What is "genetic drift?" How does it affect an animal's genes and their genetic variation?

M&Ms

Photo: Vern Hart (Flickr)

Selecting certain genes is similar to selecting certain M&M colors. More color selection leads to more variety.

We’ve discussed before how endangered species are at risk from the increased likelihood of inbreeding, which leads to unhealthy offspring. But there’s another danger to letting the numbers of animals in a given species become too low. It’s called genetic drift.

What Is “Genetic Drift?”

Genetic drift is the term biologists use to describe the gradual loss of certain genes from a species–genes that may have been very important for that species’ survival.

How Can Animals Lose Genes?

It’s kind of like reaching into a bag of M&Ms. If you take out a hundred M&Ms you are sure to get all the colors at least once.

If you only take out ten, you may well miss a color. And if by chance you haven’t missed a color, try it again. Very soon you will come up with, say, no reds.

Mixed Bag Of Genes

Every time an animal mates, its offspring receives a mixed bag of genes, half from its mother and half from its father. If the father and the mother share many of the same genes, their offspring will receive doubles of some of them.

The doubles don’t help, and they mean that some other gene that could have been passed on wasn’t. Think of the M&Ms. At the point where you failed to pull a red out of the bag, you have lost one gene. If your mate doesn’t have that gene either, then your descendants will never have it.

When Is Genetic Drift More Likely To Occur?

Low populations of animals means less genetic variation, which means genetic drift is more likely. If the gene that gets lost was critical to the survival of the species, they might begin dying off altogether.

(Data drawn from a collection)

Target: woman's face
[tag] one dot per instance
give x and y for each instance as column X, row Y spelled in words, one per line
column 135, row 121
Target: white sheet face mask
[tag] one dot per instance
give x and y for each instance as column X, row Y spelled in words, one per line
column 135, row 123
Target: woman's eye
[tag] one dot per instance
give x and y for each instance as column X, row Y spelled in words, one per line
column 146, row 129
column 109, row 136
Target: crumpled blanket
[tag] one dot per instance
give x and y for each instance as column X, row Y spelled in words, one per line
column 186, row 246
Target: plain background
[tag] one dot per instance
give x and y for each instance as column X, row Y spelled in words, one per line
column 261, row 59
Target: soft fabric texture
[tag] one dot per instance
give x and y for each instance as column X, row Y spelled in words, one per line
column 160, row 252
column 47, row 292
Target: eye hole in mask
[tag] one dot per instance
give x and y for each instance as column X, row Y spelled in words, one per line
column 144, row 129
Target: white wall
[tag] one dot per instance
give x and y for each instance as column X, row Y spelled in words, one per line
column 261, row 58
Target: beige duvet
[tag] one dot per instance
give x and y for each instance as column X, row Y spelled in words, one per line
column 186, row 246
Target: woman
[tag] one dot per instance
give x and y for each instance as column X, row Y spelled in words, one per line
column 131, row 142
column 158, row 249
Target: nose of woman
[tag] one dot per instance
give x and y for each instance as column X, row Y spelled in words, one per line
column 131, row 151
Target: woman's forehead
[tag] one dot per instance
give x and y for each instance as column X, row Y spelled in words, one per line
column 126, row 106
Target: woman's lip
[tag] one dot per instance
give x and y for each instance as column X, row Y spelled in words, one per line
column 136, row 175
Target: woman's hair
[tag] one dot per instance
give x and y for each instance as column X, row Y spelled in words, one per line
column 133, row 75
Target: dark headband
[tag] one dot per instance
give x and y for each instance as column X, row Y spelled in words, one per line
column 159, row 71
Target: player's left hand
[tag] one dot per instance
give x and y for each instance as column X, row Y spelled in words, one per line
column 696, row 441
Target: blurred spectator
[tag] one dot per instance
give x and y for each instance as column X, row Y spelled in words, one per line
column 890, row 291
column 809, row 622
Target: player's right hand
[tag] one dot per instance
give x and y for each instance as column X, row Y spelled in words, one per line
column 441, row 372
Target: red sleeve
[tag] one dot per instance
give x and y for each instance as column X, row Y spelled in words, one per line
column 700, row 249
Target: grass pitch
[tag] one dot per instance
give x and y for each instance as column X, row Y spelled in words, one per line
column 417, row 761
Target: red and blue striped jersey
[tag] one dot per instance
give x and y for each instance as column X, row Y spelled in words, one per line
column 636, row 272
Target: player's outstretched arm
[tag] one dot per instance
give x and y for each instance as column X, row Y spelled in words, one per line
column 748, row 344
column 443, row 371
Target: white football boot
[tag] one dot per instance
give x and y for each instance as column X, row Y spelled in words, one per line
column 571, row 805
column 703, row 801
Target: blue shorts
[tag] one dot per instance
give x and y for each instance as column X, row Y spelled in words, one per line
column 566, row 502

What is needed = Duplicate word for word the part of the genetic drift passage starting at "How Can Animals" and ending at "never have it.".

Response =
How Can Animals Lose Genes?

It’s kind of like reaching into a bag of M&Ms. If you take out a hundred M&Ms you are sure to get all the colors at least once.

If you only take out ten, you may well miss a color. And if by chance you haven’t missed a color, try it again. Very soon you will come up with, say, no reds.

Mixed Bag Of Genes

Every time an animal mates, its offspring receives a mixed bag of genes, half from its mother and half from its father. If the father and the mother share many of the same genes, their offspring will receive doubles of some of them.

The doubles don’t help, and they mean that some other gene that could have been passed on wasn’t. Think of the M&Ms. At the point where you failed to pull a red out of the bag, you have lost one gene. If your mate doesn’t have that gene either, then your descendants will never have it.